-- Start Provided text --

Staking Pool Attack Vector?

I’m hoping that I am missing something here, and that I can get some help from the forum.

I made this post a while back in concerns to one way adversaries could control of the network via staking pools:

When I first started down the rabbit hole of Ouroboros and Cardano’s decentralized network protocol, I first envisioned a 51% attack requiring a single entity to own 51% of the total supply of ADA. At this point, I realized that in order to accumulate THAT much ADA it would end up driving the price up to such high prices that it just would not be truly feasible on a game theory/incentives basis most likely.

-- End Provided text --
-- Start Provided records --

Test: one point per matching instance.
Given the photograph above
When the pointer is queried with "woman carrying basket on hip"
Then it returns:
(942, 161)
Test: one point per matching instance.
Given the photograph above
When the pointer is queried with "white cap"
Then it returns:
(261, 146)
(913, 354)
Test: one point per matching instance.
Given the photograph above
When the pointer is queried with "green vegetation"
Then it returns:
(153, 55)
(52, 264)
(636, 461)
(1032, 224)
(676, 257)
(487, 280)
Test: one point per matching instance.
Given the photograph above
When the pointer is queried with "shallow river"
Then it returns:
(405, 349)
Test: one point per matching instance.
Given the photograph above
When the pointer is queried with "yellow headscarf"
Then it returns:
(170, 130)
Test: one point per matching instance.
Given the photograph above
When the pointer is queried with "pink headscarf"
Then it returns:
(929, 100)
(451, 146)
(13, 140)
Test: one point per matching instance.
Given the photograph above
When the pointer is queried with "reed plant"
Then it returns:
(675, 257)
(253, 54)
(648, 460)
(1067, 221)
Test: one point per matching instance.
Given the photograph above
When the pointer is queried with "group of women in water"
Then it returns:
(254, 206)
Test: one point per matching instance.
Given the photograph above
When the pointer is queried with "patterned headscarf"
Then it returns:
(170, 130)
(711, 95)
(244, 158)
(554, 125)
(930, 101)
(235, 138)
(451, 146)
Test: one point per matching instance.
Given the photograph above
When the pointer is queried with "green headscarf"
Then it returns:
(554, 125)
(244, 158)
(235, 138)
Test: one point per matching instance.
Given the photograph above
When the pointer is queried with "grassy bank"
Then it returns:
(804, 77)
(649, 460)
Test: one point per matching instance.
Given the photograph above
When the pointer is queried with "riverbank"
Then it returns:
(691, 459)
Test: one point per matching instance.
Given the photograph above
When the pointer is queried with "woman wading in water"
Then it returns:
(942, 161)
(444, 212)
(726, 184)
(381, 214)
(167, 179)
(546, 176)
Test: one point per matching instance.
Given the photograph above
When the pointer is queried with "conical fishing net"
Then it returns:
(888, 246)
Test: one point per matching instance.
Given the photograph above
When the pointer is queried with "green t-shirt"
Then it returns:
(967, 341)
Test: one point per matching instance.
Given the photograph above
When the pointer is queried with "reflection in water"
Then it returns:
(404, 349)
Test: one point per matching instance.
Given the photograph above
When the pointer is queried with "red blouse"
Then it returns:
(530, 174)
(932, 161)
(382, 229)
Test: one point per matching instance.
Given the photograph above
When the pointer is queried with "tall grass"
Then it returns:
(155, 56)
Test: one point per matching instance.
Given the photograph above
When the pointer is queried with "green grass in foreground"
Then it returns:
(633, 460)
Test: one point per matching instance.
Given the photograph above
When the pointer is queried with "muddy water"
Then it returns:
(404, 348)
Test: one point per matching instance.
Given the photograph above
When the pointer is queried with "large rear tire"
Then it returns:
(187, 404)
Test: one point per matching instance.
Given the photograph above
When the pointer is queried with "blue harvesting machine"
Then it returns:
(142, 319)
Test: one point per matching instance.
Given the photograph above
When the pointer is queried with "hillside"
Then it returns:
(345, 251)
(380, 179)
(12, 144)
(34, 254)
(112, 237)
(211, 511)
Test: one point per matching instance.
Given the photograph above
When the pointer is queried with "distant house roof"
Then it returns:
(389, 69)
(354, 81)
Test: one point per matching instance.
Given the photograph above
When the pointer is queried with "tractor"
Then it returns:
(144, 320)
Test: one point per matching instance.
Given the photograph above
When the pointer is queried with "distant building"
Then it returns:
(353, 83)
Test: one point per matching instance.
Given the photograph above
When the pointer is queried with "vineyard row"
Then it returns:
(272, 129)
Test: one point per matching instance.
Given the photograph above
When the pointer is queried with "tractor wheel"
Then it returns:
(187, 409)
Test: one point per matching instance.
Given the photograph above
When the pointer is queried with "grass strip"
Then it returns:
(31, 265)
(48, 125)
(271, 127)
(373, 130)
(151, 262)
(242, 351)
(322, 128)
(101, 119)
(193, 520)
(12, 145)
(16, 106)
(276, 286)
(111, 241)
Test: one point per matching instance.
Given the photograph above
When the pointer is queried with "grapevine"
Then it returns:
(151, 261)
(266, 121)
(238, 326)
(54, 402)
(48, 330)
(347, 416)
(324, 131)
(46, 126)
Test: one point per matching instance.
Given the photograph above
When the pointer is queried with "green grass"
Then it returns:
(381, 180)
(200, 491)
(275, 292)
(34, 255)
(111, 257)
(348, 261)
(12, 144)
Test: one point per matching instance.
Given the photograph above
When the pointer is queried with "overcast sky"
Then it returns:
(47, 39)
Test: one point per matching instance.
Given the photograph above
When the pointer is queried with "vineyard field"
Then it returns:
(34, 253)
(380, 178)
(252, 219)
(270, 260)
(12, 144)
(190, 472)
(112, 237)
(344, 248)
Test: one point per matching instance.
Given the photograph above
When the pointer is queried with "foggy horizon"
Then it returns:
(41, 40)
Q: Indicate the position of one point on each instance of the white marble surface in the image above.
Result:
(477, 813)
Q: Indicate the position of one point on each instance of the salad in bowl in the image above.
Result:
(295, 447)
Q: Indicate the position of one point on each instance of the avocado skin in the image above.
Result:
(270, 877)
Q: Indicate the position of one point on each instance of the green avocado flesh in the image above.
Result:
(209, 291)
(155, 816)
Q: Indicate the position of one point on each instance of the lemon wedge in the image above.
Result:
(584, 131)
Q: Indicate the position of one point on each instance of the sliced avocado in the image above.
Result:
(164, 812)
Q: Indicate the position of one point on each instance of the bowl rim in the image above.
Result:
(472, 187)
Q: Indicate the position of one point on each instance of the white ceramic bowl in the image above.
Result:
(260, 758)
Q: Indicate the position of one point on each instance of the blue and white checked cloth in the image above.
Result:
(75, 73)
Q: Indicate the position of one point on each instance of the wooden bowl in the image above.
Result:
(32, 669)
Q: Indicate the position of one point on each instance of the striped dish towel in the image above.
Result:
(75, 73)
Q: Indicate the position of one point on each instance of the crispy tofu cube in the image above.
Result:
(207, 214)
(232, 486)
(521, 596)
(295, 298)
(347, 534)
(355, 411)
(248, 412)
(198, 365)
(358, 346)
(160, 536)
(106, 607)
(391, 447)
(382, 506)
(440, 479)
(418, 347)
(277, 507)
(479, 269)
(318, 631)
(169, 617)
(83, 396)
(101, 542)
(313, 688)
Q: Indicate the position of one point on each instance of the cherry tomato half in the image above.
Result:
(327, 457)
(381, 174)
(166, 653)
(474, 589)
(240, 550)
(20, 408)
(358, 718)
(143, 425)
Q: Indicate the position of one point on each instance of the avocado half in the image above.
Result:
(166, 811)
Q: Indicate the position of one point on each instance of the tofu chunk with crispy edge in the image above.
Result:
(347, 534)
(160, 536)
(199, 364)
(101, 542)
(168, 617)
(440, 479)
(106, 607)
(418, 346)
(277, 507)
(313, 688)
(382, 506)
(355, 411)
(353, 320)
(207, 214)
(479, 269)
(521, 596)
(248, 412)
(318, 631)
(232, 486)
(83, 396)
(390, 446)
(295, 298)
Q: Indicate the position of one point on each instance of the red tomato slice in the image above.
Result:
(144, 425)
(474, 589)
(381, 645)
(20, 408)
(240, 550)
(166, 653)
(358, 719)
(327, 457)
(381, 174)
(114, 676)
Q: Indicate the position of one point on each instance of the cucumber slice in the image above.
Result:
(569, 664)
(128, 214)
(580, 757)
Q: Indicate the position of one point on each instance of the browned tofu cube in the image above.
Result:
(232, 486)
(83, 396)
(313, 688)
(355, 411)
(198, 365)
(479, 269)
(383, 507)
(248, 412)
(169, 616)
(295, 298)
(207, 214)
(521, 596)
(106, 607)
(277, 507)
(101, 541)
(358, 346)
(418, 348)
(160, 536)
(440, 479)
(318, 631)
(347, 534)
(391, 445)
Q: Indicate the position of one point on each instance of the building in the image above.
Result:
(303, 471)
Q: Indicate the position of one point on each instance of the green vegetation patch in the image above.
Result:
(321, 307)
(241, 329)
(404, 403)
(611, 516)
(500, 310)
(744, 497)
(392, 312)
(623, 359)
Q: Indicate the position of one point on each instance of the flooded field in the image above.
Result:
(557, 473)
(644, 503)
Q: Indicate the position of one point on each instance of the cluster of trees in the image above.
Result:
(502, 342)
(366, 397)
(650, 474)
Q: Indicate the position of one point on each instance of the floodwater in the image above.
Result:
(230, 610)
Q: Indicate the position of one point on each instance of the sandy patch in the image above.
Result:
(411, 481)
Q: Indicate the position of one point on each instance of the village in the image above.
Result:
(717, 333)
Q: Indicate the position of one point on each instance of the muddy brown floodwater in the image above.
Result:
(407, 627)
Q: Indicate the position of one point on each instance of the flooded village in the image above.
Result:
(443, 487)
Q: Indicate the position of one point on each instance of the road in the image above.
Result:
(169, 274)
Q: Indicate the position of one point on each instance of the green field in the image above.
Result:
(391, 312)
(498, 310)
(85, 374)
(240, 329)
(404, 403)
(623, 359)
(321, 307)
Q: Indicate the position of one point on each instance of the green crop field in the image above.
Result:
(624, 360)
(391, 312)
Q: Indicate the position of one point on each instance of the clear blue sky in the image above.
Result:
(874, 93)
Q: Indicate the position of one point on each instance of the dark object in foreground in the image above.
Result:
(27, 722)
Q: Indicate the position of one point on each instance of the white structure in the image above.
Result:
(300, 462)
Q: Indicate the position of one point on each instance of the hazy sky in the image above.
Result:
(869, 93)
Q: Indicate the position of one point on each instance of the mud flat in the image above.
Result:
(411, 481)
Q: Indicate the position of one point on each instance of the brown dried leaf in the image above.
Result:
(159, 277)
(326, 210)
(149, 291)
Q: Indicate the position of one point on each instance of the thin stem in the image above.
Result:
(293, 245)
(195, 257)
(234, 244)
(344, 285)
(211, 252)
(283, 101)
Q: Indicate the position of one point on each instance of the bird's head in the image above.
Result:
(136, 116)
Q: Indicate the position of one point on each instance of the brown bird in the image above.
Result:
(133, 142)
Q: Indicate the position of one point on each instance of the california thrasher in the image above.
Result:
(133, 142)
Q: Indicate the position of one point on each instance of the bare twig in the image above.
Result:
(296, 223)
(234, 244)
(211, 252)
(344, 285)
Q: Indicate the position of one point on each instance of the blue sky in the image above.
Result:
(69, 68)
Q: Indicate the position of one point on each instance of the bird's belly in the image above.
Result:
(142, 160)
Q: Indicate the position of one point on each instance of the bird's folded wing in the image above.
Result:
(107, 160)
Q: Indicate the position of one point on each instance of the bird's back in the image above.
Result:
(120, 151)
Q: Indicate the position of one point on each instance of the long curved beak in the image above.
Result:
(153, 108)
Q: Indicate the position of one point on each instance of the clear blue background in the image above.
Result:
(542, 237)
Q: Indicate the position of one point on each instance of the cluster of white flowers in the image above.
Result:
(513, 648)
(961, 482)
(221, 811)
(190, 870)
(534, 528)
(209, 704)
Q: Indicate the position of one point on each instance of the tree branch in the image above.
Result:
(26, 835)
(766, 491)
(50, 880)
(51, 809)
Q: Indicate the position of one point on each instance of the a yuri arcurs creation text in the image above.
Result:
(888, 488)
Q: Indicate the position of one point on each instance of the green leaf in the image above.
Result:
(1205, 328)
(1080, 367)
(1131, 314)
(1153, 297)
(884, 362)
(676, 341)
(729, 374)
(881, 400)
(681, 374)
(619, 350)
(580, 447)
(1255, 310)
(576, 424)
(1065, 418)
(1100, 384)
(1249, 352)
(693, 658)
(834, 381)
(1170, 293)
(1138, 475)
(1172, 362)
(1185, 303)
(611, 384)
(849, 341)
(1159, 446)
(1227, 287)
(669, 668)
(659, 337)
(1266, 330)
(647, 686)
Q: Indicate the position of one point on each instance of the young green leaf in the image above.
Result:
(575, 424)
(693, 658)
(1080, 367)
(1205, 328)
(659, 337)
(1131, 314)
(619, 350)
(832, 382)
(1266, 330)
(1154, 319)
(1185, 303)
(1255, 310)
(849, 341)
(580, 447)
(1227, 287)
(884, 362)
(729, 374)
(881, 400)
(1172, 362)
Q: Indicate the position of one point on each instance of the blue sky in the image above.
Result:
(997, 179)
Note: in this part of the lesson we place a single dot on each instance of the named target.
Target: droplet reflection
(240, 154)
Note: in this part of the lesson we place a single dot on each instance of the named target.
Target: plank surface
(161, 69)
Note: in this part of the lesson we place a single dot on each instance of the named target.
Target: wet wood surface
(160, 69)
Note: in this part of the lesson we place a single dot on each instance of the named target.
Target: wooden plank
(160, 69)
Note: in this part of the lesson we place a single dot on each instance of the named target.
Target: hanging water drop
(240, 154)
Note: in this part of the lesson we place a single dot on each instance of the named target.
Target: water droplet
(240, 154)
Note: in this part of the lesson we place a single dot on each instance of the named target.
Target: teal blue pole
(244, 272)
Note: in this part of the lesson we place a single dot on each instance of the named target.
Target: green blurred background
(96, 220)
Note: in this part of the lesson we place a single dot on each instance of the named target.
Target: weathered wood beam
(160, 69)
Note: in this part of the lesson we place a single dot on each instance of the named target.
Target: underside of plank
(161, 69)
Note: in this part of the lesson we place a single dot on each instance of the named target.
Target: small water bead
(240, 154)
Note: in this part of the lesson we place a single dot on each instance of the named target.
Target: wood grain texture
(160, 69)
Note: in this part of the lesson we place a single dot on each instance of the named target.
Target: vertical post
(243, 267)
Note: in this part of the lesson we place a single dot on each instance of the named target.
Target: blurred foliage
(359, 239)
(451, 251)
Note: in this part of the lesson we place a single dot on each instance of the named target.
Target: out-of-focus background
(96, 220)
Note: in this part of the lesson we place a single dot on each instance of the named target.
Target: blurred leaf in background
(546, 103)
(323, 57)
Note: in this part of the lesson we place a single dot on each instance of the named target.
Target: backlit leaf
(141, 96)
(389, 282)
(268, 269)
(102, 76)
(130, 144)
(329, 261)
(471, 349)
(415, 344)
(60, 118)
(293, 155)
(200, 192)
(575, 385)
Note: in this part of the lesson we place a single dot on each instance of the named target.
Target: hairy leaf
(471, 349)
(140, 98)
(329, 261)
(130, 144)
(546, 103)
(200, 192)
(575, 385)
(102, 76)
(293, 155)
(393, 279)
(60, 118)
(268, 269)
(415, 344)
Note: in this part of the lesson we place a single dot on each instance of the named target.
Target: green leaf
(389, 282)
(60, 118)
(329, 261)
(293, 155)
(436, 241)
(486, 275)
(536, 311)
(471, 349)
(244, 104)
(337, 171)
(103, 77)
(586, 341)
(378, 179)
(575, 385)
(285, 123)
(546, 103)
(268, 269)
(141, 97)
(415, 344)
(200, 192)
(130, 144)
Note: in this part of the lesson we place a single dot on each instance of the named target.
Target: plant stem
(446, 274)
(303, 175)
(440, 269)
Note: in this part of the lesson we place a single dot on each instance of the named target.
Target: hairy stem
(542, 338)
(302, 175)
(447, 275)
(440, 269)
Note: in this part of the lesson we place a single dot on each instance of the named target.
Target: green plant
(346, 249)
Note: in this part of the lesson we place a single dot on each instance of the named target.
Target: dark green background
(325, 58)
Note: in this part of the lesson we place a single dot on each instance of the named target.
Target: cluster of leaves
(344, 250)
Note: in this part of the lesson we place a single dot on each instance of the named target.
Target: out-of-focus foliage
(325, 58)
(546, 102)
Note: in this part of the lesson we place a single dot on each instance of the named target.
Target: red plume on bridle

-- End Provided records --

_Exercise instructions_.
1. In the staking pool post, what did the writer first picture a 51% attack as requiring?
2. Resume the forum post about a staking pool attack vector, picking up right after its final sentence.
The records play no part in what comes next.

_Answers to the exercise_.
1. A single entity owning 51% of the total supply of ADA.

2.
The assumptions I made in this scenario was that each individual would be staking his/her own ADA in order to secure the network. However, with the presence of staking pools this became a little more skewed. From everything Charles has said, it sounds like there will not be a minimum requirement (besides a reasonable arbitrary fee) to register a staking pool. To me this seems like a huge vulnerability. What incentives do these pool operators have to be honest beside future income? What I mean is that as these pool operators are forced to be more and more competitive with one another, their net profit for running their pool will get slimmer and slimmer. Does that not mean that we are paying them less and less to be an honest pool operator? After all, it’s entirely possible that they own little to no ADA themselves. Again, besides future earnings, what “stake” do they have in seeing Cardano succeed? If they are earning $50k/year by running a pool, what happens when Vitalik Buterin knocks on their door and offers them $250k to give up control of their pool to him? (I am not saying that this is in Vitalik’s character profile. I am just using him as an example of a party that may benefit from Cardano being compromised.) Multiply this by 51 pools each owning 1%, and you have ~$13MM USD. That seems like a fairly minimal cost to control the entire network.

Ultimately I look at it as paying security guards minimum wage to guard your house in a valuable manner. Can you expect to pay an individual (or group of individuals) $10/hour to guard $1MM in cash? If none of that cash is owned by the guard(s) himself, I have a hard time seeing how an adversary doesn’t coerce the guard to be dishonest.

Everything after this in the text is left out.